### Point labeling examples
※

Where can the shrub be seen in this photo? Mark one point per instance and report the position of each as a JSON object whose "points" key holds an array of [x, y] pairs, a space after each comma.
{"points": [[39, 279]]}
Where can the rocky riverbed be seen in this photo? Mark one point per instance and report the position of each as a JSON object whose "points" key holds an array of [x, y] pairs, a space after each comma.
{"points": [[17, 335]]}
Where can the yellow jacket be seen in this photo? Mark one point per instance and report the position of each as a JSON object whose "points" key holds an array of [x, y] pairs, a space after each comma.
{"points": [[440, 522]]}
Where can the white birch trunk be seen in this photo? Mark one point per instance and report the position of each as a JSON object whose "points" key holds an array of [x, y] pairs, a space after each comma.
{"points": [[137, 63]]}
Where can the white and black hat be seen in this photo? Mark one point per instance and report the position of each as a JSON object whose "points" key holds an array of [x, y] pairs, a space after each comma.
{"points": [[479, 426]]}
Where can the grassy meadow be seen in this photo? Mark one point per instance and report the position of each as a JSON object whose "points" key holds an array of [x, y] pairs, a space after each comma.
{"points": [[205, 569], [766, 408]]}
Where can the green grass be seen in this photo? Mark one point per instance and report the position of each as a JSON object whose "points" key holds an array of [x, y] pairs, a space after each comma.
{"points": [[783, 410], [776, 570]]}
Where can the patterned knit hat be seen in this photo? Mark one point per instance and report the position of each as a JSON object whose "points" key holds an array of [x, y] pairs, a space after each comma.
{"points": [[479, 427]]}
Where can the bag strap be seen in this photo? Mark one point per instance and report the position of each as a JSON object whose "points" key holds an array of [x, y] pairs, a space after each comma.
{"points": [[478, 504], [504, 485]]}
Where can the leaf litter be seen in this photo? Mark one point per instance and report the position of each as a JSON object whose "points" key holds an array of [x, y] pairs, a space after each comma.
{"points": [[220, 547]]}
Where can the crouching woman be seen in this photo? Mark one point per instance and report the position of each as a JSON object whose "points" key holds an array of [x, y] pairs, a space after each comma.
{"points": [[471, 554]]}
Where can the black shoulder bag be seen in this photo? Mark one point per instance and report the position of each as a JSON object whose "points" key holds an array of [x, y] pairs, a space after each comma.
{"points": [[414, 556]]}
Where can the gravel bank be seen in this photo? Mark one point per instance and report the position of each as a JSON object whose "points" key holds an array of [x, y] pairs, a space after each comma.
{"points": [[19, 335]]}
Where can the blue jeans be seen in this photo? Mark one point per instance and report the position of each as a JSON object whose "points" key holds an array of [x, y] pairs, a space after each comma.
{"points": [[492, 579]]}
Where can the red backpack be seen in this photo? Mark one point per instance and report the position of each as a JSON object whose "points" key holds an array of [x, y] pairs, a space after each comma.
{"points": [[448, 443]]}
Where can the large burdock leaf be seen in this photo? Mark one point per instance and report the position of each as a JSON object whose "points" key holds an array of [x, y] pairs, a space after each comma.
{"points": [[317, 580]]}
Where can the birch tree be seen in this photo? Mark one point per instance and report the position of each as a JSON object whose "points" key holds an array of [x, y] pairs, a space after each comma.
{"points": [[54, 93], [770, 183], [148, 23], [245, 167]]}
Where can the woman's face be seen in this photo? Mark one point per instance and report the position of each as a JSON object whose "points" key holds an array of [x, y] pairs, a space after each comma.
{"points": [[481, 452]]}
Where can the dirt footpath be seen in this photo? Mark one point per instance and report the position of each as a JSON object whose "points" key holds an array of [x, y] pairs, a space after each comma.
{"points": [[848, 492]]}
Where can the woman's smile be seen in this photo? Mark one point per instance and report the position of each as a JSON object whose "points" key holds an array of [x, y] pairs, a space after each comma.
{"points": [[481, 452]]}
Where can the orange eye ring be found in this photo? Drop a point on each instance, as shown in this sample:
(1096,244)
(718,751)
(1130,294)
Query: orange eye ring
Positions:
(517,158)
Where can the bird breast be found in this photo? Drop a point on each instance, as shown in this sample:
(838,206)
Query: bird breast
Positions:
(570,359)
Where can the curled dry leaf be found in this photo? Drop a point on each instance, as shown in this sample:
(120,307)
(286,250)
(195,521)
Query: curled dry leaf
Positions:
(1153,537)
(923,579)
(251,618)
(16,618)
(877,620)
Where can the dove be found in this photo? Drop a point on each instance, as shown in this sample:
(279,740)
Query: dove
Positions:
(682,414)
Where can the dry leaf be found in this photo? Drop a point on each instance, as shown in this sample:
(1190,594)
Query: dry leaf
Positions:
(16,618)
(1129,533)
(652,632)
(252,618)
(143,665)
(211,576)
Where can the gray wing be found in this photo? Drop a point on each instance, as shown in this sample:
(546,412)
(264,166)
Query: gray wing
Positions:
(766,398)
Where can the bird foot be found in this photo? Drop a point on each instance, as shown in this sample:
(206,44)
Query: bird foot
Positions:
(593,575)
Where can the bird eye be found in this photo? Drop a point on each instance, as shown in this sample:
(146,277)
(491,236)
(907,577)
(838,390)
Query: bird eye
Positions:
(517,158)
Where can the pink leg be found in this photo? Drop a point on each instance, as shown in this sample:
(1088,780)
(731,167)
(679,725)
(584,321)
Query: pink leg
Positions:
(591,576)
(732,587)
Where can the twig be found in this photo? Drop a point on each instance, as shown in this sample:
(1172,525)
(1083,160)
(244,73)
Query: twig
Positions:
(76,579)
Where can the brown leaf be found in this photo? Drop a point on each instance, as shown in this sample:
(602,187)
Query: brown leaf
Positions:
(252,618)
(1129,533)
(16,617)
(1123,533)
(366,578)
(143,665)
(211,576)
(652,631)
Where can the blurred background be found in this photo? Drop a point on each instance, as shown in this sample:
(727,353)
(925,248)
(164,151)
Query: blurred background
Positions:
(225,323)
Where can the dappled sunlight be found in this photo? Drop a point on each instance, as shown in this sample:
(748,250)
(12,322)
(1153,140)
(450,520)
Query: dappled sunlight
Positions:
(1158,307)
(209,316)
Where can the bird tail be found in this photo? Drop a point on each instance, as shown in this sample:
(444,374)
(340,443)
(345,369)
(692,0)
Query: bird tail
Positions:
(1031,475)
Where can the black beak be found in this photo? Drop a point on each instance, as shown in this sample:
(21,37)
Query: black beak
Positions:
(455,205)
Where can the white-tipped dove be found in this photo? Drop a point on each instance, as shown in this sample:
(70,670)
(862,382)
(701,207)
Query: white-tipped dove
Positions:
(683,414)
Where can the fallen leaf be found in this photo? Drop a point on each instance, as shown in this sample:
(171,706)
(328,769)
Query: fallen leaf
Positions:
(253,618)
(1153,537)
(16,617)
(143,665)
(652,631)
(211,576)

※

Copy the material above back out, exactly as written.

Where can the shrub be seen in this photo? Mark one point per instance and report the position of each as a JSON object whose "points" key holds an array of [x, y] pairs, a space after each comma.
{"points": [[39, 279]]}
Where can the rocky riverbed be seen in this photo? Mark one point per instance and report the position of each as a JSON object whose "points" key holds an array of [x, y] pairs, a space after each comma.
{"points": [[17, 335]]}
Where can the yellow jacket be seen in this photo? Mark one point per instance and report the position of each as a JSON object whose "points" key holds an array of [x, y] pairs, a space after each comma.
{"points": [[440, 522]]}
Where can the white birch trunk be seen in this photo? Mark one point per instance and report the position of each as a JSON object whose "points" key holds an array of [x, y] pairs, a space after each comma.
{"points": [[137, 63]]}
Where can the white and black hat be seen in this photo? Mark one point per instance and report the position of each as a JSON object whose "points" key holds an array of [x, y] pairs, a space after each comma.
{"points": [[479, 426]]}
Where can the grassy meadow be seen in this photo? Mark one point per instance and report the position of each as a JSON object whose "points" key holds an array of [x, y] pairs, a space after each comma.
{"points": [[205, 569], [766, 408]]}
Where can the green grass be seen in this photo? Mark one point per instance and report the position of each as a JSON object whose "points" key holds an array of [x, y] pairs, a space after each comma.
{"points": [[783, 410], [776, 570]]}
Where can the patterned knit hat be seen in this photo? Mark one point per instance and report the position of each as a JSON object whose "points" key holds an array of [x, y] pairs, a space after each comma.
{"points": [[479, 427]]}
Where can the bag strap be seen in this photo? Mark one point per instance and report the position of each as a JSON object whose "points" key holds an array of [x, y] pairs, a space after each comma.
{"points": [[478, 504], [504, 485]]}
Where can the leaf litter be seen in this photo? Mark one point per instance and report the position of each as a JSON object whose "points" key holds an array of [x, y] pairs, a space after each comma.
{"points": [[220, 547]]}
Where can the crouching woman be seen in this photo? Mark one point per instance and report the position of each as a JSON object whose "points" key holds an array of [x, y] pairs, a space after each comma.
{"points": [[471, 554]]}
Where can the black shoulder bag be seen in this photo? Mark one point per instance and report the position of each as a JSON object whose "points" key holds an array of [x, y] pairs, a space after each comma.
{"points": [[414, 556]]}
Where can the gravel bank be seen in this photo? Mark one point per instance and report the position of each as a JSON object whose "points" key holds an array of [x, y] pairs, a space after each comma.
{"points": [[19, 335]]}
Where can the blue jeans be seen in this photo? Mark one point per instance and report the position of each as a JSON object whose "points" key holds an array of [x, y] pairs, a space after each comma.
{"points": [[492, 579]]}
Where can the red backpack be seen in this photo? Mark one point per instance and report the position of each as a JSON object whose "points" key holds an array of [x, y] pairs, a space after each comma.
{"points": [[448, 443]]}
Where can the large burdock leaf be seen in this photo? Mark one point per instance and report the position of each as a JSON object whose "points" key holds an array of [x, y] pairs, a space after each comma.
{"points": [[317, 580]]}
Where can the birch tree be seen in this photo? Mark one point per instance and report the position of each as a JSON object whose "points" key holds an array of [x, y] pairs, a space after each comma.
{"points": [[54, 93], [770, 183], [148, 23], [245, 167]]}
Where can the woman's face be seen in this photo? Mark one point per instance and report the position of each as a JSON object whose "points" key holds an array of [x, y] pairs, a space after each comma.
{"points": [[481, 452]]}
Where can the dirt footpath be seen in this photo? Mark one point per instance and report the position of each as a JSON object whose "points" key holds an array of [x, y] pairs, a space after each comma.
{"points": [[848, 492]]}
Where can the woman's smile be seen in this photo? Mark one point per instance and report the position of each as a JSON object whose "points" key holds an array of [x, y] pairs, a space after each comma.
{"points": [[481, 452]]}
Where can the orange eye ring be found in this photo? Drop a point on each instance, as shown in this sample:
(1096,244)
(718,751)
(1130,294)
Query: orange eye ring
Positions:
(517,158)
Where can the bird breast be found in this photo? Drop a point on each instance, as shown in this sample:
(838,206)
Query: bird breast
Positions:
(570,359)
Where can the curled dry leaf be found in this photo? Drop a point on each instance, as shown in this sample:
(120,307)
(286,250)
(195,521)
Query: curled dry leaf
Positions:
(1153,537)
(923,579)
(251,618)
(16,618)
(877,620)
Where can the dove be found in this photo? Drop a point on each instance, as shown in this sample:
(279,740)
Query: dove
Positions:
(682,414)
Where can the dry leaf be found in this photo? Drop a point on each instance, as shown in this sample:
(1190,594)
Query: dry leaf
Positions:
(16,618)
(1129,533)
(652,632)
(252,618)
(143,665)
(211,576)
Where can the gray wing be found in this photo? Drop a point on each instance, as shown in this sample:
(546,412)
(264,166)
Query: gray wing
Positions:
(766,398)
Where can the bird foot be found in this photo? Drop a point on each instance, as shown in this sample:
(206,44)
Query: bird foot
Positions:
(593,575)
Where can the bird eye be found in this photo? Drop a point on each instance, as shown in this sample:
(146,277)
(491,236)
(907,577)
(838,390)
Query: bird eye
Positions:
(517,158)
Where can the pink leg be found in this photo? Drop a point on each instance, as shown in this sample:
(1088,780)
(731,167)
(679,725)
(584,321)
Query: pink leg
Positions:
(591,576)
(732,587)
Where can the twig be found in this photo? Drop a point on each instance, as shown in this sample:
(1172,525)
(1083,160)
(244,73)
Query: twig
Positions:
(76,579)
Where can the brown leaf be found in this photo? Drop a point on each instance, as shown in this sample:
(602,187)
Query: brown leaf
Positions:
(252,618)
(1129,533)
(16,617)
(1123,533)
(366,578)
(143,665)
(211,576)
(652,631)
Where can the blurred background be found in this photo? Drop a point on each instance, as shown in this sample:
(727,353)
(925,248)
(164,151)
Query: blurred background
Positions:
(225,323)
Where can the dappled sunlight be found in this photo? Drop a point on each instance, as shown in this sample:
(748,250)
(12,322)
(1153,140)
(450,520)
Query: dappled sunlight
Positions:
(1158,307)
(209,316)
Where can the bird tail be found in this photo? Drop a point on each instance, as shown in this sample:
(444,374)
(340,443)
(345,369)
(692,0)
Query: bird tail
Positions:
(1031,475)
Where can the black beak be found in this photo? Drop a point on each instance, as shown in this sample:
(21,37)
Query: black beak
Positions:
(455,205)
Where can the white-tipped dove be found in this photo? Drop a point on each instance, as shown in this sample:
(70,670)
(862,382)
(701,207)
Query: white-tipped dove
Positions:
(683,414)
Where can the fallen leaf be found in this photo? Drop a point on each instance, as shown in this sample:
(171,706)
(328,769)
Query: fallen leaf
Positions:
(253,618)
(1153,537)
(16,617)
(143,665)
(652,631)
(211,576)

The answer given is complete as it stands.